● **Passage to read**:
The Glasgowits, Part I: Guy Hasson Seagull

In the beginning there was nothing, and out of the nothing came a complete flight plan, along with flight tickets, insurance and whatnot, which were all designed to take us in the maximum speed and safety to the city of Aberdeen, Scotland. I gave Guy a call, therefore, to make some inquiries. “Tell me,” said I, “why exactly are we going to Aberdeen, Scotland?” “Because of the science fiction convention, I believe.” “Have you taken into consideration the fact that the convention is actually located in Glasgow?” “What do you mean, ‘Glasgow’?” “I mean the city in which the convention will take place.” “Isn’t it Aberdeen?” “Glasgow.” “You’re putting me on!” “No I’m not!” “Shit!”

The day of the flight arrived. Guy and I are having one final phone call to settle the petty details – things we shouldn’t forget to take with us, how and when we arrive at the airport, etc. Having settled all that, I tell him that I just had a talk with Lavie, who’ll be arriving from London by car and meet us tomorrow – i.e. the day of our arrival – sometime in the evening. “You mean two days from now,” said Guy. “I definitely mean tomorrow,” I said. “But we fly only tomorrow night!” “No, my dear. We fly tonight.” “You’re putting me on!” “No I’m not!” “Shit!”

The flight was almost uneventful. Guy managed to extract some innocent fun out of the overhead switches, trying to turn on the reading light and doing everything else instead. There was also a very interesting episode which involved a most entertaining search for small change in all of one’s inner and outer pockets, including the shoes. Also, Guy kept trying on me his scottish accent: “Theshe are the voyagesh of the shtarrrship enterprrrishe…” But I made him stop.

● **Dataset content**:
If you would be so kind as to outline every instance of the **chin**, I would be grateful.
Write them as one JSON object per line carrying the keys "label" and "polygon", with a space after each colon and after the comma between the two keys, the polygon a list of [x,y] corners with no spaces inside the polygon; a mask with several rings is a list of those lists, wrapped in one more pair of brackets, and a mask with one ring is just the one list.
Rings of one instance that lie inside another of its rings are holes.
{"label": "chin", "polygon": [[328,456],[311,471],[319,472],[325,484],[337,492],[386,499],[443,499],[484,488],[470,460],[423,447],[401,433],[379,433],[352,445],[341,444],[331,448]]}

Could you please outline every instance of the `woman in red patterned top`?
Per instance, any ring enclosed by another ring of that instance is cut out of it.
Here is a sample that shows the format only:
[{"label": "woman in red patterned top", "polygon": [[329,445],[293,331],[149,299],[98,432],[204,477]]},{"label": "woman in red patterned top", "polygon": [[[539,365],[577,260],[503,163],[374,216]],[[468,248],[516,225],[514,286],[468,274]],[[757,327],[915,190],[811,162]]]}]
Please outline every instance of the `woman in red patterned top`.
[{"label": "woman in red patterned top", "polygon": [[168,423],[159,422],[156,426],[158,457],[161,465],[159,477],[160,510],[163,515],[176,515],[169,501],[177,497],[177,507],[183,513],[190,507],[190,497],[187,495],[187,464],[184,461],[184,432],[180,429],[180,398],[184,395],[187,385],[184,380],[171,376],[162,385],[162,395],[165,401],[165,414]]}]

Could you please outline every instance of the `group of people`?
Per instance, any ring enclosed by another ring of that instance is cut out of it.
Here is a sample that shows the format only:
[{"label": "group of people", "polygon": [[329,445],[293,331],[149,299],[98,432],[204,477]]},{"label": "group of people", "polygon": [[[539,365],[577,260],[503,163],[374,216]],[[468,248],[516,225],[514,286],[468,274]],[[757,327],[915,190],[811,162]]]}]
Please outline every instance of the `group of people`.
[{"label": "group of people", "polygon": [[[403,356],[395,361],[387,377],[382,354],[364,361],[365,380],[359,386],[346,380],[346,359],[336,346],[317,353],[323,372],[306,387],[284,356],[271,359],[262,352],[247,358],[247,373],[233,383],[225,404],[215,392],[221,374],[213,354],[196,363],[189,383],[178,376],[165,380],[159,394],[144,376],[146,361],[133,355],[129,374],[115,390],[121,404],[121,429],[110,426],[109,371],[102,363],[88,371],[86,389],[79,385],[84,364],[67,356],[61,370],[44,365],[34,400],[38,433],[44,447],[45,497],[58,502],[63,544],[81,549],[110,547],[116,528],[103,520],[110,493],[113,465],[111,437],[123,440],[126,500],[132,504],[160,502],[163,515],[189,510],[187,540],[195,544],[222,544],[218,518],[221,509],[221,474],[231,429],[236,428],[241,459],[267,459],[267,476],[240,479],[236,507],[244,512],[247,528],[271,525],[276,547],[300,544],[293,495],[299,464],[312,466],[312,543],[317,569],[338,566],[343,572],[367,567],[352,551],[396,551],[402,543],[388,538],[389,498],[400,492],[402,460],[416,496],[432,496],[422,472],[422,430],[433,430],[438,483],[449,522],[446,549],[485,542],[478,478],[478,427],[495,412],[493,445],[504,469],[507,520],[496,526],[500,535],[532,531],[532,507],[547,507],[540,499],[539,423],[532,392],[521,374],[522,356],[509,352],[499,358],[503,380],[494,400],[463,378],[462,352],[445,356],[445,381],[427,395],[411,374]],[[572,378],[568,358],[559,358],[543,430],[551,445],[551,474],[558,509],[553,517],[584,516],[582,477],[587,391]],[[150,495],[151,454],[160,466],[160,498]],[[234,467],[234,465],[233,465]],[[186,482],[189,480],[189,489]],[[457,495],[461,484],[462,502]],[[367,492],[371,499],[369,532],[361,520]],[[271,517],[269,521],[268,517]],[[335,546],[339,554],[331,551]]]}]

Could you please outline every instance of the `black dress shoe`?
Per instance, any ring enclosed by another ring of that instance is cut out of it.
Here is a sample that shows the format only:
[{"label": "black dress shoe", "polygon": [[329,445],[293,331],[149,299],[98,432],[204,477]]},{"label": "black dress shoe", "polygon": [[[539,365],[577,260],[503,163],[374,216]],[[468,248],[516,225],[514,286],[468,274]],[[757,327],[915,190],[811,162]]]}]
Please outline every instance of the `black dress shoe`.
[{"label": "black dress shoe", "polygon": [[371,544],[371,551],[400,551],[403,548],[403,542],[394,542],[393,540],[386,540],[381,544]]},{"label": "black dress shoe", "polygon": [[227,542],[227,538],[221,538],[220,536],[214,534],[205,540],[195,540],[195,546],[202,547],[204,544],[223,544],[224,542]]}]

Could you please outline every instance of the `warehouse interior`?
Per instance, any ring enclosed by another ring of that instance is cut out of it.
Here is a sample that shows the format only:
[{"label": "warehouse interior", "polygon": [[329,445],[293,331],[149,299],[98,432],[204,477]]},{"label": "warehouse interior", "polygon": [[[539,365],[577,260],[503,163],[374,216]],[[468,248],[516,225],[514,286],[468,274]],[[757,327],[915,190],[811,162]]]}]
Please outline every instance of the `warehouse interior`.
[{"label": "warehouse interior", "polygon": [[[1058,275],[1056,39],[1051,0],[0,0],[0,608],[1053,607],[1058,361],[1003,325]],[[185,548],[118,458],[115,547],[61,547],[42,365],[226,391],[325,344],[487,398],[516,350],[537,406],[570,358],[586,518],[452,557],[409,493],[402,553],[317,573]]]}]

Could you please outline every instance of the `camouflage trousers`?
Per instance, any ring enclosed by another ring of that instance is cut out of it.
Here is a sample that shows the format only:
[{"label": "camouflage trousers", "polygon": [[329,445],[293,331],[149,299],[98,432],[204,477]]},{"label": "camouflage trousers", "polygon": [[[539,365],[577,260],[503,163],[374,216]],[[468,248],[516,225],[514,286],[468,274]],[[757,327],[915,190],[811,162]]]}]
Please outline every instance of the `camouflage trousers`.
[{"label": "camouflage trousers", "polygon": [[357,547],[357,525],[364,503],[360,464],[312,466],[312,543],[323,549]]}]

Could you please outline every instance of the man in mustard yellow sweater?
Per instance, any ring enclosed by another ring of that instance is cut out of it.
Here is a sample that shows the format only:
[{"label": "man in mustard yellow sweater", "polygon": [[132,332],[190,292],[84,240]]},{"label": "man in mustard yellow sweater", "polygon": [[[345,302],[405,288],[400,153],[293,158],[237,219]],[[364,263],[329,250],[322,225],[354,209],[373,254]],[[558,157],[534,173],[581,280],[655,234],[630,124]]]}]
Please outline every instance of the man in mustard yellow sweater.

● **Objective A**:
According to the travel account, which city was the flight plan designed to take the travelers to?
● **Objective B**:
Decide whether each statement agrees with the travel account, and support each decision with a quotation from it.
(i) The science fiction convention was located in Aberdeen.
(ii) Lavie planned to arrive from London by car.
(iii) The narrator let Guy keep practicing his Scottish accent during the flight.
● **Objective C**:
Continue the travel account from its last sentence.

● **Task response A**:
Aberdeen, Scotland.

● **Task response B**:
(i) No: "the convention is actually located in Glasgow"
(ii) Yes: "who’ll be arriving from London by car"
(iii) No: "But I made him stop."

● **Task response C**:
Yesterday, having arrived safely at Glasgow, we found a hotel, and indeed met Lavie and his jolly London friends, John, Russel and Nicole, and there was great rejoicing. Guy tried his scottish accent on Lavie, and the latter started crying about having to cope with that kind of thing for five or six hours of driving, since John and Russel are actors. I therefore immediately bombed him with my own collection of exquisite scottish phrases, starring “Fer fucks sakes, Billy” and “Fer crrying out laud!” After he finished crying, Lavie limited his conversation to the lovely hotel rooms he and his friends got by some special deal or other. My suggestion that he marries his hotel room was not received nicely. All this took place while eating a nice italian dinner. Afterwards the Londoners went to have some rest, while our Tremendous Trio went to have a beer and a chat in a local pub. Lavie was really excited about the fact that, as opposed to London pubs, this place seemed to be operating in hours later then midnight, upon which declaration the pub was closed and everyone driven out.